TASK TO COMPLETE:
What is wanted is every record, duplicated word for word.

───── INFORMATION SUPPLIED

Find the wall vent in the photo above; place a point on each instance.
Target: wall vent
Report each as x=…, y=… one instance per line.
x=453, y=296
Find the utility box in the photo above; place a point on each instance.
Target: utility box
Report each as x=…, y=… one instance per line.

──────────

PROBLEM SOLUTION:
Find the wall vent in the photo above; place a point on each instance.
Target: wall vent
Report each as x=…, y=… one instance per line.
x=453, y=296
Find the utility box in the photo above; place a point on each instance.
Target: utility box
Report each as x=…, y=… one instance per line.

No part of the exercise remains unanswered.